- Given text:
* Begin *
September 02, 2025

Early Lease Terminations: Understanding and Managing Avoidance Risks

Share

When faced with a financially distressed tenant, an early lease termination agreement can be an effective means for a landlord to resolve the uncertainty created by its tenant’s financial distress and to mitigate potential economic losses. Such agreement typically provides that, in exchange for the tenant making a final payment to the landlord, vacating the leased premises, and surrendering possession, the landlord agrees to an earlier expiration of the lease term and to release the tenant from having any further rent or other payment obligations. Nevertheless, the benefits of an early lease termination agreement should be carefully weighed against the potential downside avoidance risks that could arise if the distressed tenant becomes the subject of a bankruptcy proceeding. As part of determining whether and on what terms to enter into an early lease termination agreement, a landlord should be aware of the theoretical risks that sections 547 and 548 of the Bankruptcy Code present and whether any final payment consideration could become the subject of avoidance claims and litigation in a subsequent bankruptcy case involving the tenant.

Under section 547(b) of the Bankruptcy Code, a bankruptcy court may avoid a “preferential” transfer made: (1) to or for the benefit of a creditor; (2) on account of an antecedent debt owed by the debtor; (3) while the debtor was insolvent; (4) either within 90 days before the filing date of the petition or within one year before the filing date of the petition, if such creditor at the time of such transfer was an insider of the debtor; and (5) that enables such creditor to receive more than it would receive in a hypothetical Chapter 7 liquidation case. Likewise, under section 548(a)(1)(B) of the Bankruptcy Code, a “fraudulent transfer” of any interest of the debtor in property it owns (such as a leasehold interest or cash) that occurs within two years before the filing date of the petition, may be avoided if the debtor received less than reasonably equivalent value in exchange for such transfer, and the debtor was insolvent at the time of the transfer or became insolvent as a result thereof.1 Although there is limited case law addressing whether and how a prepetition early lease termination agreement can give rise to a potentially viable preferential or fraudulent transfer claim, it is important to be aware of the authority that does exist not only to understand the bankruptcy venues in which such authority is controlling precedent, but also because the relevant fact patterns and judicial findings can be used to develop strategies for minimizing, if not eliminating, such avoidance risks, regardless of bankruptcy venue.
* End *
- The task: In the article on early lease terminations, how long before the petition filing date must a fraudulent transfer occur to be avoidable under section 548(a)(1)(B) of the Bankruptcy Code? The data that follows is not needed for any task here.

- Stored records:
* Begin *
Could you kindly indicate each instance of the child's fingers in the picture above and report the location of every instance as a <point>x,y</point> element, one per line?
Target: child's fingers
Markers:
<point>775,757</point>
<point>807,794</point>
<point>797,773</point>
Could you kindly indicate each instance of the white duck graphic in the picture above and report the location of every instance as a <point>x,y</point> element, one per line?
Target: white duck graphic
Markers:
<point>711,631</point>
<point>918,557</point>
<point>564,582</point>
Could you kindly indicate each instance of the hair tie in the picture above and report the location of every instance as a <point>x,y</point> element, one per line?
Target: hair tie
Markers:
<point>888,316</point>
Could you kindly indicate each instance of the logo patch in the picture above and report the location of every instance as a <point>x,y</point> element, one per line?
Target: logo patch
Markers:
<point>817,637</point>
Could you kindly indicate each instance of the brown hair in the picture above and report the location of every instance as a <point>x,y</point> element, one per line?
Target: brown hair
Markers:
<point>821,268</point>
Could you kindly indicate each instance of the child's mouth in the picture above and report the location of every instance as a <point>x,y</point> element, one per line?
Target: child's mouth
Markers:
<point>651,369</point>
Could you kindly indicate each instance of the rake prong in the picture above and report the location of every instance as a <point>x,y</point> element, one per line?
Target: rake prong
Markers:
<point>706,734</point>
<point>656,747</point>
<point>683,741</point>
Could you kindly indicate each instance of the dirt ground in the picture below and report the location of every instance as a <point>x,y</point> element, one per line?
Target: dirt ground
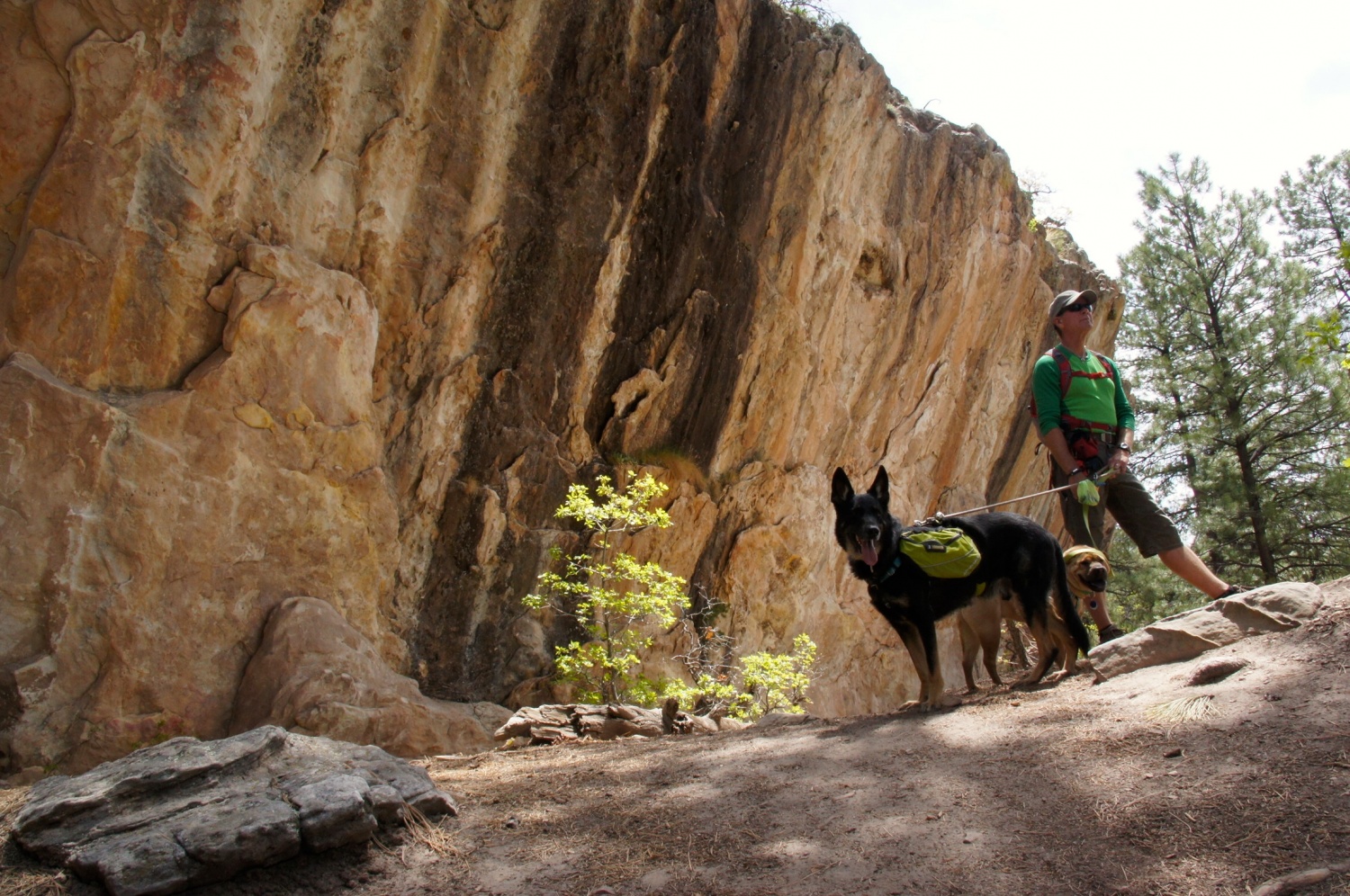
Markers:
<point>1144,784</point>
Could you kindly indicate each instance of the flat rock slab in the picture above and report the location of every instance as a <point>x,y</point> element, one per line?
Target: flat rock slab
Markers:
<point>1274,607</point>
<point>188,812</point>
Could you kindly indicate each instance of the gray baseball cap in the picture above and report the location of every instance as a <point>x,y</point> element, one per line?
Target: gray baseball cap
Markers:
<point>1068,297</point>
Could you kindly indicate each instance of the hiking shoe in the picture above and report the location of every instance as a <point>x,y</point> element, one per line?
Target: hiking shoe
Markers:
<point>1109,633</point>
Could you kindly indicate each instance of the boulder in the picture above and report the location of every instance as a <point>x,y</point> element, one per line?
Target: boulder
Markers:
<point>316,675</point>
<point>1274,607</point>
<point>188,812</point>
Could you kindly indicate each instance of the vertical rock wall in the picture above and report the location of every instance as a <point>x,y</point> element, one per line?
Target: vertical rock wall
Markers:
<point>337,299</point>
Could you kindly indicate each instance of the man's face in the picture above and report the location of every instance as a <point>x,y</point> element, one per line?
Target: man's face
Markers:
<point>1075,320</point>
* End *
- Response: Within two years before the filing date of the petition.